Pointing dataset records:

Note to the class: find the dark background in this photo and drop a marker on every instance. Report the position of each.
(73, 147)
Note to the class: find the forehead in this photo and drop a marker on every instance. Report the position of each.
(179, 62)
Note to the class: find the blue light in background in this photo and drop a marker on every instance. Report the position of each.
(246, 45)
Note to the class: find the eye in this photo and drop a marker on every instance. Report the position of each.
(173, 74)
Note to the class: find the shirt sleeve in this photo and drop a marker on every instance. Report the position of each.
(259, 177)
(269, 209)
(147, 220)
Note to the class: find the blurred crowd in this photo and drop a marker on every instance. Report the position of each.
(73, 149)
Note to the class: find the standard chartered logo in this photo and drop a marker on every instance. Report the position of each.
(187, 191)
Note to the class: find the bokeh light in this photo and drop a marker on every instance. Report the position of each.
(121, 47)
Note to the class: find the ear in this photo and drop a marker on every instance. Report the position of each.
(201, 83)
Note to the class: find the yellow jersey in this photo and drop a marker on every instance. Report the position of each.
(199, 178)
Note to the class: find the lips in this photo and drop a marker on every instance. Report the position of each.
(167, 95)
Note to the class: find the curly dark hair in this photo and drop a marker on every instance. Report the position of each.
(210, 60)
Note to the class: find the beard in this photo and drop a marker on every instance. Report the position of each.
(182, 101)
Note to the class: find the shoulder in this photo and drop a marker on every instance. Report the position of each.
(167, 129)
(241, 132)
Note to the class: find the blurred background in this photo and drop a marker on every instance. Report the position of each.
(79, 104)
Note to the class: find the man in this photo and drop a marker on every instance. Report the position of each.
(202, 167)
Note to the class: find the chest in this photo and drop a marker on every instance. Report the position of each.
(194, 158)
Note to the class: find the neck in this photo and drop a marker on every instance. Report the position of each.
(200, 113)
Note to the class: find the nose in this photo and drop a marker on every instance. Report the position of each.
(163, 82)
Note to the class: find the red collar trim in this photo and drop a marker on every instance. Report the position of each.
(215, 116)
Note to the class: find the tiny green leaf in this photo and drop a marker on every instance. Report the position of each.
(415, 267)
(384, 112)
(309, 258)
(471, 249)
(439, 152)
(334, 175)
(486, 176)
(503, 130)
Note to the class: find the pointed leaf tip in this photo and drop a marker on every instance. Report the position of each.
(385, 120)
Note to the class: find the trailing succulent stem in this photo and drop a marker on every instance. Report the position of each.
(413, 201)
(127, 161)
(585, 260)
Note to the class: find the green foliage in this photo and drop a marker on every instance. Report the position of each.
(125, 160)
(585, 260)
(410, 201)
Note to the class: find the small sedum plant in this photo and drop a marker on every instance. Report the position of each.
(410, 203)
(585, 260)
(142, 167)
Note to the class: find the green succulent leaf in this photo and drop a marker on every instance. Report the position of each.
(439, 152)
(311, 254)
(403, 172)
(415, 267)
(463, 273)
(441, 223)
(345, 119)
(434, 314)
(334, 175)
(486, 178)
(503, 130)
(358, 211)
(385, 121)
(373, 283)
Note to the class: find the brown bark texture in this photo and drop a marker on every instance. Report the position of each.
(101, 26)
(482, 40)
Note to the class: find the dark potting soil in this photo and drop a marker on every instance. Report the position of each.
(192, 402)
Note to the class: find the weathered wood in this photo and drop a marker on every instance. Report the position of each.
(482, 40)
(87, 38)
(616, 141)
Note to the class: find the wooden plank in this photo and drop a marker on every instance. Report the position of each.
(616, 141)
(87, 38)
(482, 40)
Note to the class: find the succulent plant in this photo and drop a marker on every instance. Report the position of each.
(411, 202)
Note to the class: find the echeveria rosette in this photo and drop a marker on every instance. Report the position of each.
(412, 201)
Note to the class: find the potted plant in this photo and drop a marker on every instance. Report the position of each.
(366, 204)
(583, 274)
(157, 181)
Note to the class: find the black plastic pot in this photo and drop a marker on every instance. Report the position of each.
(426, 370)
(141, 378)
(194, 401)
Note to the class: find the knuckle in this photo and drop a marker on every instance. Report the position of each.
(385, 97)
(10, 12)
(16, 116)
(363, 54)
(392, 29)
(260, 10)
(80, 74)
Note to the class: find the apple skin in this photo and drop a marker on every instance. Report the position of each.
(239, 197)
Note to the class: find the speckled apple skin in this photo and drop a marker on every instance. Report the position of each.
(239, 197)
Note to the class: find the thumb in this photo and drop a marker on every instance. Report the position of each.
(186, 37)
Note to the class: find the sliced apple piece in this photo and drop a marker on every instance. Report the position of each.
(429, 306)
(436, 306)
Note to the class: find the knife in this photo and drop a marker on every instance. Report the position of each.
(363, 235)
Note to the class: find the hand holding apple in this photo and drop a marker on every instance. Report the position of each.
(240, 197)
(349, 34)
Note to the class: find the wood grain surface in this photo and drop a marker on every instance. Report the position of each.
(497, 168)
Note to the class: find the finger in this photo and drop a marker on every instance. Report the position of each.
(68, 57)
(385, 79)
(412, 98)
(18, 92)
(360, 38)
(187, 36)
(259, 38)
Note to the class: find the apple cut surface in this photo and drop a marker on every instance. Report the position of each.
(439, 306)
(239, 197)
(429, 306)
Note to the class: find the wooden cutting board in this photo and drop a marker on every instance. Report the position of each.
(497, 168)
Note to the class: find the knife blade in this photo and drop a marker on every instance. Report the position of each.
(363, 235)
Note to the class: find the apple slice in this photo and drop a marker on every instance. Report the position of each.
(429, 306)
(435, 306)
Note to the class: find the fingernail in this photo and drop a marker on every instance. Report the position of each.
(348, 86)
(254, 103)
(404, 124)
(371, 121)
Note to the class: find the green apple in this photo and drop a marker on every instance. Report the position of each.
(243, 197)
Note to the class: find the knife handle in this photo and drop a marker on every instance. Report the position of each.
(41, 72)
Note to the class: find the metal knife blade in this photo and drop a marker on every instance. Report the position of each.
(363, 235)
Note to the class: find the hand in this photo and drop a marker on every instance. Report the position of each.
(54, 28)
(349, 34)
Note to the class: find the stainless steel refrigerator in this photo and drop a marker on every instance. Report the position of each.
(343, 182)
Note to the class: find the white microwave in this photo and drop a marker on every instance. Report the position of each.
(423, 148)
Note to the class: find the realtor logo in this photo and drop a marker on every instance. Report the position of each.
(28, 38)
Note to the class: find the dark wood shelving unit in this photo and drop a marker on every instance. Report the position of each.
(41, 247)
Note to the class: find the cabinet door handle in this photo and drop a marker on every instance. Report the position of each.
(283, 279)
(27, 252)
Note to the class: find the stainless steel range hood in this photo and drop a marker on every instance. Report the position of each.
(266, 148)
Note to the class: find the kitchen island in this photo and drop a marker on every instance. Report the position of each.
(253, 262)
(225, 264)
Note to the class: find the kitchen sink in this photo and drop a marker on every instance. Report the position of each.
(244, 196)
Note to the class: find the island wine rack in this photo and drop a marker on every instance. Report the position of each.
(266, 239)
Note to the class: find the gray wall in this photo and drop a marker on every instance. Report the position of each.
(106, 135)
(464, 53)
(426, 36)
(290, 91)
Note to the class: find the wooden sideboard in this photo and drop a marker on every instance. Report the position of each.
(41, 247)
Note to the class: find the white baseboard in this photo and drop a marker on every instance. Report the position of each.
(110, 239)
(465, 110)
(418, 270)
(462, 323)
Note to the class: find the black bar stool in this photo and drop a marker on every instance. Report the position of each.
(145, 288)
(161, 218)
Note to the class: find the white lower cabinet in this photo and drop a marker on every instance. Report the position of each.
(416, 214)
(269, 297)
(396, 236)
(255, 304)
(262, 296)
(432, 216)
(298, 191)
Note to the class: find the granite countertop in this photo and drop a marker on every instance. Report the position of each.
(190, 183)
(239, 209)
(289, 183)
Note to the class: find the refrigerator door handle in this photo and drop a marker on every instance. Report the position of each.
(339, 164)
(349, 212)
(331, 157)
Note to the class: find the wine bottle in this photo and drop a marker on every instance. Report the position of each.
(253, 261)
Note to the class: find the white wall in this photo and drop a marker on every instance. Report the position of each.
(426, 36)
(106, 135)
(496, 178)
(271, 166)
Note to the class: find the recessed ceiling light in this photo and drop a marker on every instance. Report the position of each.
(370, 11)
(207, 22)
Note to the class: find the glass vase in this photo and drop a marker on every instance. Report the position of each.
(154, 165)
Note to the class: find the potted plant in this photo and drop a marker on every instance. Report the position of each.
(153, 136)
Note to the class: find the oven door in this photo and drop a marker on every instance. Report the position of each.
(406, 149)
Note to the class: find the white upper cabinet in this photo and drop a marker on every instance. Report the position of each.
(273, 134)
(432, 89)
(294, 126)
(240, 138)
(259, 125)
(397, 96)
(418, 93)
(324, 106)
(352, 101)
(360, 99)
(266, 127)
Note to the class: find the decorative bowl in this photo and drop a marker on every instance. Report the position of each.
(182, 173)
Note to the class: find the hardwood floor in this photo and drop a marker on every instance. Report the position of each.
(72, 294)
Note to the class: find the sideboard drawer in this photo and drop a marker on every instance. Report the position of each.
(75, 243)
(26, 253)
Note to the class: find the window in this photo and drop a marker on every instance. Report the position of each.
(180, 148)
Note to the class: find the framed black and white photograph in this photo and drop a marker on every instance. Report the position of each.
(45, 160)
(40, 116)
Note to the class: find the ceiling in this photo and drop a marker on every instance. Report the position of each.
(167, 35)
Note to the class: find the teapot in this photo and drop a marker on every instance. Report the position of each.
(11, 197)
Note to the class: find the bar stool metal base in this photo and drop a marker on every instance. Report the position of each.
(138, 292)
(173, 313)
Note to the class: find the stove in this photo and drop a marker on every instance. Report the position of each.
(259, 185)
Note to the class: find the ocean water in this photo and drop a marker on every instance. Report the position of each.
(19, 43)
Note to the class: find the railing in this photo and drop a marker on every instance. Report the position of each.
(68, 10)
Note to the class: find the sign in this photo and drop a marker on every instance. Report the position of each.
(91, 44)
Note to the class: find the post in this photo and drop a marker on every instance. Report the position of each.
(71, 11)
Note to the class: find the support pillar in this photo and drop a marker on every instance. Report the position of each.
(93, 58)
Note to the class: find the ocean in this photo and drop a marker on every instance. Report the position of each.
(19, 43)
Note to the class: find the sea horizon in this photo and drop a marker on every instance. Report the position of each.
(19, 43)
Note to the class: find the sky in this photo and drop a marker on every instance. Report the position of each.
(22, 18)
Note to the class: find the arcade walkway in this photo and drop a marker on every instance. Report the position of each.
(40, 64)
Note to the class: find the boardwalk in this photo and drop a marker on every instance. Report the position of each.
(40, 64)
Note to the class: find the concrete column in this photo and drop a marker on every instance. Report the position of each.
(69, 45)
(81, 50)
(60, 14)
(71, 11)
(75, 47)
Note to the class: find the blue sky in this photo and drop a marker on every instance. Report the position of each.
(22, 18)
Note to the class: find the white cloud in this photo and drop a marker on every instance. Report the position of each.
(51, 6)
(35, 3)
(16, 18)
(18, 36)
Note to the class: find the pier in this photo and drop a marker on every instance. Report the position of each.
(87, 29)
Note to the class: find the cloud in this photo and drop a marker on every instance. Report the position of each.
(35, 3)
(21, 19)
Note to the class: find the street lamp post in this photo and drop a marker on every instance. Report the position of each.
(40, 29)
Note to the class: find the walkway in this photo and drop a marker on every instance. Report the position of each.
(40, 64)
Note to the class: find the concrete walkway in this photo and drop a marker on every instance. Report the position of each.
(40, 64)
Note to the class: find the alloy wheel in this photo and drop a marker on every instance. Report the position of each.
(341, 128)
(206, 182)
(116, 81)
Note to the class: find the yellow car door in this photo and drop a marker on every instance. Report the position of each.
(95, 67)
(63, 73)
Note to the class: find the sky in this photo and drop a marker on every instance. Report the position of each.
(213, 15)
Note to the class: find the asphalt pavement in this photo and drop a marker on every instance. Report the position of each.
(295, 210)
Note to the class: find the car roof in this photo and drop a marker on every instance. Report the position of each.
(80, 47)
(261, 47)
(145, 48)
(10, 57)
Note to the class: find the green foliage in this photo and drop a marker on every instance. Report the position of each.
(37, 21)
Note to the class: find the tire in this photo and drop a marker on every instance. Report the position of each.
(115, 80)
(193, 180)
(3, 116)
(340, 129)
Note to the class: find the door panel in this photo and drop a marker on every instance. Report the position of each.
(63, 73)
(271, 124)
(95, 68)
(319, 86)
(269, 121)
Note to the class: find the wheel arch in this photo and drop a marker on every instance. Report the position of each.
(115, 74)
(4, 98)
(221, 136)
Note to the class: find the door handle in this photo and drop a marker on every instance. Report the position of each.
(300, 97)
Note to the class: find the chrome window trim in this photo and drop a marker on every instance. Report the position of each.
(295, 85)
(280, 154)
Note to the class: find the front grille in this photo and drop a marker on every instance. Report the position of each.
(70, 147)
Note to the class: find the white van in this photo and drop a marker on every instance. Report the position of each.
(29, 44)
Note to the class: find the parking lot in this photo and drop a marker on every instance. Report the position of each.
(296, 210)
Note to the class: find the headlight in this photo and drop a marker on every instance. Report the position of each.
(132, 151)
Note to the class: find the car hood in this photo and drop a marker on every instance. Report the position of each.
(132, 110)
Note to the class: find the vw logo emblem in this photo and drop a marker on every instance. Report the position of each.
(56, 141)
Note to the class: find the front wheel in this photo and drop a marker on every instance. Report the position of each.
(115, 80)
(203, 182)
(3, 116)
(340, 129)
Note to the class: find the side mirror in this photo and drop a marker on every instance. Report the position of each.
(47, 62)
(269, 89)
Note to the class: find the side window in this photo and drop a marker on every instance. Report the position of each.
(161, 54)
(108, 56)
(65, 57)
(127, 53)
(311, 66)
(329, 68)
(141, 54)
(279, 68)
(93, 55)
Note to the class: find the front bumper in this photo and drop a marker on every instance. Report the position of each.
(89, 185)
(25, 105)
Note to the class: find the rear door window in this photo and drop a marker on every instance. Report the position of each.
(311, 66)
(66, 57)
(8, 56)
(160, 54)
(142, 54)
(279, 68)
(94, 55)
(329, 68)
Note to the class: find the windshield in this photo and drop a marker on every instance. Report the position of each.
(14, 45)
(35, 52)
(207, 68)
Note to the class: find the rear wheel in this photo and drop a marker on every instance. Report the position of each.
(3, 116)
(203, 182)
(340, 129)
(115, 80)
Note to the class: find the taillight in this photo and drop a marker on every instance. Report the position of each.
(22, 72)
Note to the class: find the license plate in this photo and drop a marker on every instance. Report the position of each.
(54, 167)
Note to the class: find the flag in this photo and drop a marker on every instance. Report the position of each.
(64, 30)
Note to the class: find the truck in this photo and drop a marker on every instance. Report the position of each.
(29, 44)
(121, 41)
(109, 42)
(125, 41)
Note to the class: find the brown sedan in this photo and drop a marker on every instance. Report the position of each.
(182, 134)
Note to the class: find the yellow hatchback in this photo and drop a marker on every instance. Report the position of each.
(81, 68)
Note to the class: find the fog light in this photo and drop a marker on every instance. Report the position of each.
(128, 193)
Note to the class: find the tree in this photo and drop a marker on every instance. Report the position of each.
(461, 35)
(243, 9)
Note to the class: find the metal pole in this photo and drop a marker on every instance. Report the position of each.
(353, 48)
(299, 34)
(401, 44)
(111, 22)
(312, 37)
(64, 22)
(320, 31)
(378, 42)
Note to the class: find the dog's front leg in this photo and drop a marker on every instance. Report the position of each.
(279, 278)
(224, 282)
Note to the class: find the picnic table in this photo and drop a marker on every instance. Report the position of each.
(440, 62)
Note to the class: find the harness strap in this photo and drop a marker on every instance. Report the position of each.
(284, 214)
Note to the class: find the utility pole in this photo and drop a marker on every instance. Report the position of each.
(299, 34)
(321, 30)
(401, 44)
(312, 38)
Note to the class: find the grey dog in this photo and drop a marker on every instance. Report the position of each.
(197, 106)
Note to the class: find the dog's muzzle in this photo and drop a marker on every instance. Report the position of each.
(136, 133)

Written exercise:
What needs duplicating is the run of lines from the one containing "Note to the class: find the metal pole" through the last line of the entries above, exact and complete.

Solution to the exercise:
Note to the class: find the metal pole in this photo and drop a marker on every instance. Report the position of each.
(353, 48)
(299, 34)
(401, 44)
(111, 22)
(312, 37)
(64, 22)
(320, 31)
(378, 42)
Note to the class: find the dog's front leg in this photo and drop a marker on every instance. Report the position of each.
(279, 278)
(224, 282)
Note to the class: find the picnic table in this photo and drop a marker on every instance. Report the position of each.
(440, 62)
Note to the class: find the harness strap in this photo and drop a marker on every instance. Report the position of each.
(284, 214)
Note to the class: find the utility pole in this photo and drop a marker on every instance. Report the position of each.
(299, 34)
(321, 30)
(401, 44)
(312, 38)
Note to the class: find the grey dog in this photo and drop a marker on every instance. Report the position of each.
(197, 106)
Note to the class: find the dog's muzzle in this photo and drop a marker on every instance. Report the position of each.
(136, 133)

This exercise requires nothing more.